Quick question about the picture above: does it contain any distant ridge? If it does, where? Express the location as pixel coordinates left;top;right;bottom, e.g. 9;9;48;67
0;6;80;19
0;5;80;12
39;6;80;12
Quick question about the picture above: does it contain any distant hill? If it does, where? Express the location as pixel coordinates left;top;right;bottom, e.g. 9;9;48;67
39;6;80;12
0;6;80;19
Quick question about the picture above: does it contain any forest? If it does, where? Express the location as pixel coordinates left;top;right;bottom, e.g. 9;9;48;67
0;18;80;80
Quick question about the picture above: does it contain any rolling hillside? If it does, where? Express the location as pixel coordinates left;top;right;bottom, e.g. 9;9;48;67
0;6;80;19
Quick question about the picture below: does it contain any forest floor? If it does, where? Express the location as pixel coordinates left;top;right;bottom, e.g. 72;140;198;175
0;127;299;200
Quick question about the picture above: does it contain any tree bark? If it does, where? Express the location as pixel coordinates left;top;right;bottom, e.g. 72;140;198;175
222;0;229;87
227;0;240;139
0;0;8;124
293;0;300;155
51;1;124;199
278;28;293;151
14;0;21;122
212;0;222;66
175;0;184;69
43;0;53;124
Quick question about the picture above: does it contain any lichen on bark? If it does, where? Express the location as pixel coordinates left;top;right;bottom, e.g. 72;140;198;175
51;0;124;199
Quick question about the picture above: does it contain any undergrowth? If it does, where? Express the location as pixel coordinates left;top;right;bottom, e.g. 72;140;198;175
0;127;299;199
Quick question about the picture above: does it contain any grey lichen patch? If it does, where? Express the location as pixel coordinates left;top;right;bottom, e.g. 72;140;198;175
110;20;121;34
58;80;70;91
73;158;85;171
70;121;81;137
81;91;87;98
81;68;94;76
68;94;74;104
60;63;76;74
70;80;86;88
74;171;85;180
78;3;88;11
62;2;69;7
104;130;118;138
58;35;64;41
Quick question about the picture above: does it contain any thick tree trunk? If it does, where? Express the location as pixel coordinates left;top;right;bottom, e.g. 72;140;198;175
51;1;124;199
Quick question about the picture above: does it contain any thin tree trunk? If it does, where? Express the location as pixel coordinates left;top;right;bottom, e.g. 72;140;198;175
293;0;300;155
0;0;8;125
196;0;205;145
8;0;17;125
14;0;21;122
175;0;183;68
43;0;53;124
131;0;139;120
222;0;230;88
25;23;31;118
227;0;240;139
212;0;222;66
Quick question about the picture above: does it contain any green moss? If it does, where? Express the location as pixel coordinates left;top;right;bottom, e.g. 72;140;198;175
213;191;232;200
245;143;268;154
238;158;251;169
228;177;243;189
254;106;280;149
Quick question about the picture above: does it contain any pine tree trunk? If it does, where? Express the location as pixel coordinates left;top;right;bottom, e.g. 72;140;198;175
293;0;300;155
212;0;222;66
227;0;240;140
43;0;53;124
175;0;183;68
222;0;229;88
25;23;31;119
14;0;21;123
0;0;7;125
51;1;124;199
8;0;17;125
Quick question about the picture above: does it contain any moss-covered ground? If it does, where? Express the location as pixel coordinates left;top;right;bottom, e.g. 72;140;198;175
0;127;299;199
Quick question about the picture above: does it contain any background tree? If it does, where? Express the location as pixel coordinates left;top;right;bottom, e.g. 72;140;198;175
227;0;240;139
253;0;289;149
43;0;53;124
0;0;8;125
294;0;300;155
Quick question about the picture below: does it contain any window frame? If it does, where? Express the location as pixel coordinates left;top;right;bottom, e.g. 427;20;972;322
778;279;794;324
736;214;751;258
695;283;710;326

### TASK BRIEF
Hand back the whole listing, exactly as it is.

### WRITTEN REPLY
Quick question about the picture above: does it contain any distant ridge? If it does, where? Express the location as pixel coordinates left;top;right;bottom, e.g. 9;9;48;67
0;6;80;19
0;5;80;12
39;6;80;12
Quick question about the picture above: does it contain any distant hill? If it does, where? Express the location as pixel coordinates left;top;right;bottom, e.g. 9;9;48;67
39;6;80;12
0;6;80;19
Quick question about the picture above: does it contain any forest? If it does, where? Express the location as pixel coordinates left;top;right;bottom, e.g. 9;9;48;67
0;18;80;80
Quick question about the picture above: does it contain any rolling hillside? If it does, where? Express the location as pixel coordinates left;top;right;bottom, e.g. 9;9;48;67
0;6;80;19
Quick question about the picture below: does it contain any forest floor? If it does, where? Express the location as pixel coordinates left;top;right;bottom, e.g. 72;140;198;175
0;127;299;200
Quick question about the picture above: does it contain any tree bark? If it does, where? Express the location as pixel coordinates left;top;right;bottom, e.g. 72;140;198;175
222;0;229;87
227;0;240;139
0;0;8;124
293;0;300;155
51;1;124;199
278;28;293;151
14;0;21;122
212;0;222;66
175;0;184;69
43;0;53;124
Quick question about the picture above: does it contain any lichen on bark? If it does, where? Express the location as pixel coordinates left;top;right;bottom, e.g. 72;140;198;175
51;0;124;199
Quick question about the picture above: does it contain any undergrowth? If it does, where? Express the location as pixel coordinates left;top;right;bottom, e.g. 72;140;198;175
0;127;299;199
Quick question about the picture above: does it contain any grey lichen patch? If it does, where? Express the location as pixel coordinates left;top;right;bottom, e.g. 72;140;198;175
110;20;121;34
58;80;70;91
73;158;85;171
70;121;81;137
81;91;87;98
81;68;94;76
68;94;74;104
60;63;76;74
70;80;86;88
74;171;85;180
78;3;88;11
62;2;69;7
104;130;118;138
58;35;64;41
Quick question about the picture above: does it contain any thick tree trunk? If it does, where? Express the location as pixel coordinates left;top;right;bottom, e.g. 72;140;198;175
51;1;124;199
Quick question about the picture above: does it contain any thin tree trunk? If it does, where? Express the location as pixel coordinates left;top;right;bottom, e.g. 72;140;198;175
293;0;300;155
0;0;8;125
196;0;205;145
8;0;17;125
14;0;21;122
175;0;183;68
43;0;53;124
131;0;139;120
222;0;230;88
25;23;31;118
227;0;240;139
212;0;222;66
Quick question about the picture above: does it contain any green moss? If it does, where? Express the location as pixel coordinates left;top;right;bottom, e.g. 72;140;198;175
213;191;232;200
245;143;268;154
238;158;251;169
228;177;243;189
254;106;280;149
Quick question about the picture above: does it contain any pine tree trunk? If it does, where? Express the location as pixel coordinates left;top;right;bottom, e.g. 72;140;198;175
293;0;300;155
212;0;222;66
227;0;240;140
43;0;53;124
175;0;183;68
222;0;229;88
25;23;31;119
14;0;21;123
0;0;7;125
51;1;124;199
8;0;17;125
Quick question about the picture above: does it contain any moss-covered ground? If it does, where? Express the location as pixel coordinates left;top;right;bottom, e.g. 72;140;198;175
0;127;299;199
Quick question about the picture above: does it contain any background tree? If it does, where? Express the location as pixel coordinates left;top;right;bottom, e.g. 72;140;198;175
227;0;240;139
253;0;289;149
43;0;53;124
0;0;8;125
294;0;300;155
Quick question about the picture below: does it contain any window frame? If it does, where? Express the location as pixel coordinates left;top;right;bottom, e.g. 427;20;972;322
778;279;794;324
736;214;751;258
695;283;710;326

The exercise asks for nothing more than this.